* [AUFGABEN]
1 – Gib aus der Romanbesprechung den Abschnitt von „Entstanden ist dabei“ bis „den Sandsäcken liegen.“ wortgetreu wieder.
2 – Schreibe die Fortsetzung der Besprechung von Roddy Doyles Roman über Henry und setze nach ihrem letzten Satz an.

== VORLIEGENDER TEXT ==

Mit vierzehn nimmt Henry am Osteraufstand von 1916 teil, steigt auf in den Reihen der IRA, erledigt die Drecksarbeit für Michael Collins und bereitet für De Valera den Weg. Während Henry im bewaffneten Kampf für Irland seine Bestimmung sieht, beginnen im Hintergrund bereits Schachereien um private Pfründe, bis der gefeierte Held von einst nicht nur die Polizei, sondern auch frühere Gefährten zum Feind hat. Roddy Doyle geht mit diesem Roman konsequent seinen schriftstellerischen Weg weiter, den er mit der Barrytown-Trilogie und deren unvergeßlicher Rabitte-Familie im Jahre 1987 einschlug. Schon „The Commitments“ – von Alan Parker meisterlich verfilmt – kam auf die Auswahlliste für den Booker-Preis, den Doyle schließlich 1993 für „Paddy Clarke Ha Ha Ha“ erhielt. Mit „Die Frau, die gegen Türen rannte“ meisterte er 96 eine zutiefst eindrucksvolle und überzeugende Trinkergeschichte. War Doyle bislang dafür bekannt, hinter die Kulissen irischer Arbeitersiedlungen der Gegenwart zu blicken, von verlogenem Katholizismus, Alkoholismus, häuslicher Gewalt und Perspektivlosigkeit ebenso eindringlich wie humor- und liebevoll zu erzählen, wagt er sich nun an ein Kapitel der bewegten Vergangenheit Irlands.
Entstanden ist dabei ein zutiefst sinnlicher Roman, ein Buch voller Farben und Gerüche, voller Verzweiflung und Liebe, voller Humor und Aggressivität, voller Erotik und Trauer. Und hier ist Doyle tatsächlich (dem frühen) Grass näher als Joyce, Beckett, Shaw und Co. Wenn der mit 14 bereits ungewöhnlich erwachsene Henry mit dem geerbten Holzbein seines Vaters die Dubliner Post gegen die Engländer verteidigt, könnten durchaus auch Jan Bronski und Oskar Matzerath hinter den Sandsäcken liegen.

===
== VORLIEGENDE ANGABEN ==

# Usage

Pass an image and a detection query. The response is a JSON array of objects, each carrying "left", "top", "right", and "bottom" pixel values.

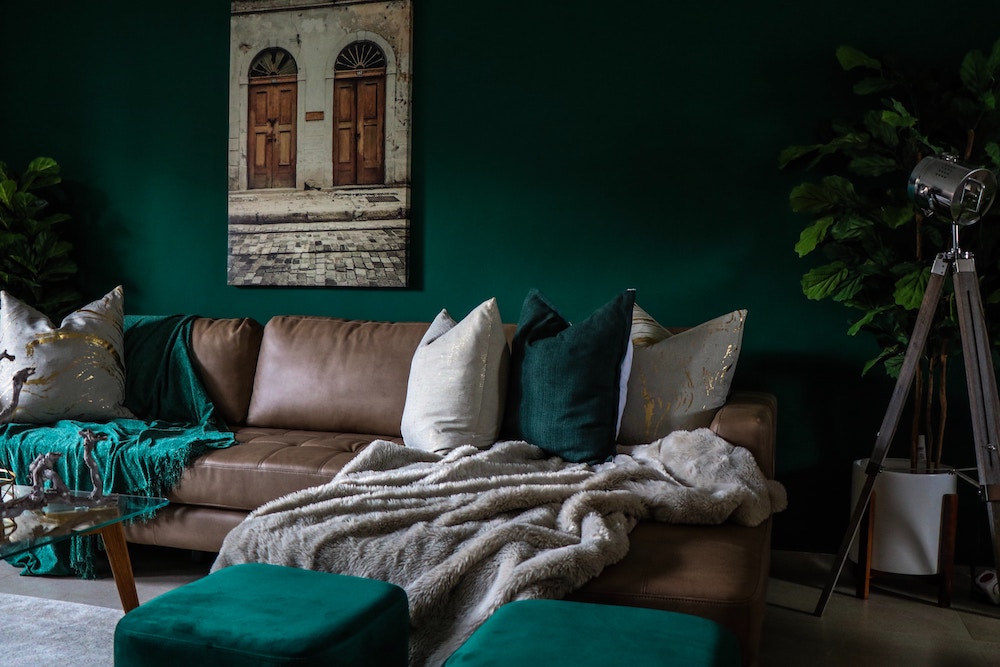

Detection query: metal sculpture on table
[{"left": 0, "top": 428, "right": 108, "bottom": 518}]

===

* [ANTWORTEN DER REIHE]
1 –
Entstanden ist dabei ein zutiefst sinnlicher Roman, ein Buch voller Farben und Gerüche, voller Verzweiflung und Liebe, voller Humor und Aggressivität, voller Erotik und Trauer. Und hier ist Doyle tatsächlich (dem frühen) Grass näher als Joyce, Beckett, Shaw und Co. Wenn der mit 14 bereits ungewöhnlich erwachsene Henry mit dem geerbten Holzbein seines Vaters die Dubliner Post gegen die Engländer verteidigt, könnten durchaus auch Jan Bronski und Oskar Matzerath hinter den Sandsäcken liegen.

2 –
Dennoch liegen andere Vergleiche als der zu Grass viel näher. Zweifellos erinnert gerade der erste Teil des Romans an Frank McCourts Weltbestseller „Die Asche meiner Mutter“. Wir finden hier eine ähnliche Allianz von Elend und Humor; Lachen und Tod liegen erschreckend nah beieinander. Doch gegen Doyles Dublin ist das Limerick McCourts ein wahres Paradies. Die Beschreibung von Dreck und Gestank ist so lebendig, daß man beginnt, das Buch mit spitzen Fingern anzufassen. Zudem erzählt „Henry der Held“ eine der ungewöhnlichsten Liebesgeschichten, die die Weltliteratur zu bieten hat. Als der achtjährige Henry vor der Dorfschule steht, um sich „Bildung zu holen“, verliebt er sich in die Lehrerin Miss O’Shea. Im Kampfgetümmel um die Dubliner Post verliert er in einer furios geschriebenen Szene auf Stapeln von Briefmarkenbögen seine Unschuld an Miss O’Shea. Später wird er diese Frau heiraten, wird sich bei der Frage des Priesters an seine Zukünftige die Ohren zuhalten, um ihren Vornamen nie zu erfahren. Für ihn wird sie immer Miss O’Shea bleiben. Und Miss O’Shea wird zur verläßlichen Gefährtin im bewaffneten Kampf.
Roddy Doyle ist mit „Henry der Held“ ein brillantes Werk über den irischen Befreiungskampf gelungen. Die Unterdrückung durch England wird spürbar, ohne dass die Kämpfer der IRA glorifiziert werden. Die Drahtzieher hinter den Kulissen werden als Schacherer entlarvt, die auf den Dörfern neues Kanonenfutter rekrutieren. „Henry der Held“, in dessen mitreißender Sprache, dessen eindrucksvollen Motiven und Bildern sich genussvoll schwelgen läßt, ist Doyles bislang reifstes Buch. Es hat einen herausragenden Platz in der zeitgenössischen Irischen Literatur verdient und ist in seiner Bedeutung in eine Reihe mit Liam O’Flahertys „Famine“ zu stellen.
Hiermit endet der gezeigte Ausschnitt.